> **Selected passage**
━━━━━━
What’s Real and What’s Fake? Impostor Syndrome and Leadership
Over the past few years, Impostor Syndrome awareness has grown in notoriety and importance. A search of Google will show articles and videos from Time, Harvard Business Review, BBC, the American Psychological Association, and TED-Ed, amongst others. Given the popularity of the topic, many leaders have begun to address the problem of Impostor Syndrome in their organizations. Yet Impostor Syndrome is not explained or identified in military companies, platoons, teams, etc., and it is surely not a part of the Officer or NCO professional military education.
Individuals with imposter syndrome have reported the following characteristics: (a) failure to internalize success; (b) need to outperform others; (c) tendency to be perfectionistic; (d) fear of failure; (e) denial of competence and rejection of praise, and (f) feelings of fear and guilt when successful. Leaders must be aware of this seemingly innocuous, yet pervasive challenge to confidence and competence to be an agile and adaptive leader in today’s ever-complex and evolving arena of competition and conflict. To adequately address Impostor Syndrome, junior officers must first understand what impostor syndrome is and how it affects the individual.
━━━━━━
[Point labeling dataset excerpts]

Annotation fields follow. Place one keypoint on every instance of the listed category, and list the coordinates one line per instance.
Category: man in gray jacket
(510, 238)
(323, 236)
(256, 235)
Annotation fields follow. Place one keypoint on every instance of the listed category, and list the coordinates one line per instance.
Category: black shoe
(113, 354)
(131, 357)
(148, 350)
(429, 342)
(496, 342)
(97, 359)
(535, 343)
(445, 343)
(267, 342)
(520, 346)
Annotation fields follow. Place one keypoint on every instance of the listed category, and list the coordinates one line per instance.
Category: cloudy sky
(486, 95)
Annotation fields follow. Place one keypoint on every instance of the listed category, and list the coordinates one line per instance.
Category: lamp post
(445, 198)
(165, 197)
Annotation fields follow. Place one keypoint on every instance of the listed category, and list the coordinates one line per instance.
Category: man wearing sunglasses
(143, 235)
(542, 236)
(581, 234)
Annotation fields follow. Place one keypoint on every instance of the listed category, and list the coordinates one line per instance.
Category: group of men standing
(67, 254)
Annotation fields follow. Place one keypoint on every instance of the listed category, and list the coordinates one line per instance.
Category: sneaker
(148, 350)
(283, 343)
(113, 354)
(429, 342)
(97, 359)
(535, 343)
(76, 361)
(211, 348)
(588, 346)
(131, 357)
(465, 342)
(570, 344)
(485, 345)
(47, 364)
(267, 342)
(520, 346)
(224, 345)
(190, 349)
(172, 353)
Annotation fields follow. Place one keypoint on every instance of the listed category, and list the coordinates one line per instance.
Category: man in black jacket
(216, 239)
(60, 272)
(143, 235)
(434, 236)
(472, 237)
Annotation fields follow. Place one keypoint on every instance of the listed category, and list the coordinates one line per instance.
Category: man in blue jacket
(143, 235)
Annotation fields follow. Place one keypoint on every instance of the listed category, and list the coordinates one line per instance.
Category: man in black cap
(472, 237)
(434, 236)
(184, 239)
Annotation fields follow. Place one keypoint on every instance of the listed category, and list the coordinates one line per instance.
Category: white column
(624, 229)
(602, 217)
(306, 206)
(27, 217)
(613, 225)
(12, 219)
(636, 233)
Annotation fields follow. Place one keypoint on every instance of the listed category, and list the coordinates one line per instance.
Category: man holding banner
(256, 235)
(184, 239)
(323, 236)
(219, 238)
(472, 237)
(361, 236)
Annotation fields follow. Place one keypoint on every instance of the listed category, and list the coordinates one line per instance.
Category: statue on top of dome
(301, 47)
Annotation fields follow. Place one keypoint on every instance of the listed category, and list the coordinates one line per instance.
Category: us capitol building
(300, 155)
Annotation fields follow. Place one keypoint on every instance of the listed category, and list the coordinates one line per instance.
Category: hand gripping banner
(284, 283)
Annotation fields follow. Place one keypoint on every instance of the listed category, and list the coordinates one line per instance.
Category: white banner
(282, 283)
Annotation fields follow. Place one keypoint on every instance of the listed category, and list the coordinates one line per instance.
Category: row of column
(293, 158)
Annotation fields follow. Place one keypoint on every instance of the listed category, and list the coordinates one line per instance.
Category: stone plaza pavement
━━━━━━
Decide whether each statement agrees with the impostor syndrome passage, answering yes or no and quoting the deciding words: 1. Impostor Syndrome is taught in Officer and NCO professional military education. 2. Fear of failure is one of the characteristics reported by individuals with imposter syndrome. 3. Junior officers must first understand what impostor syndrome is and how it affects the individual.

> **Answer to this task**
1. No: "it is surely not a part of the Officer or NCO professional military education."
2. Yes: "(d) fear of failure"
3. Yes: "junior officers must first understand what impostor syndrome is and how it affects the individual."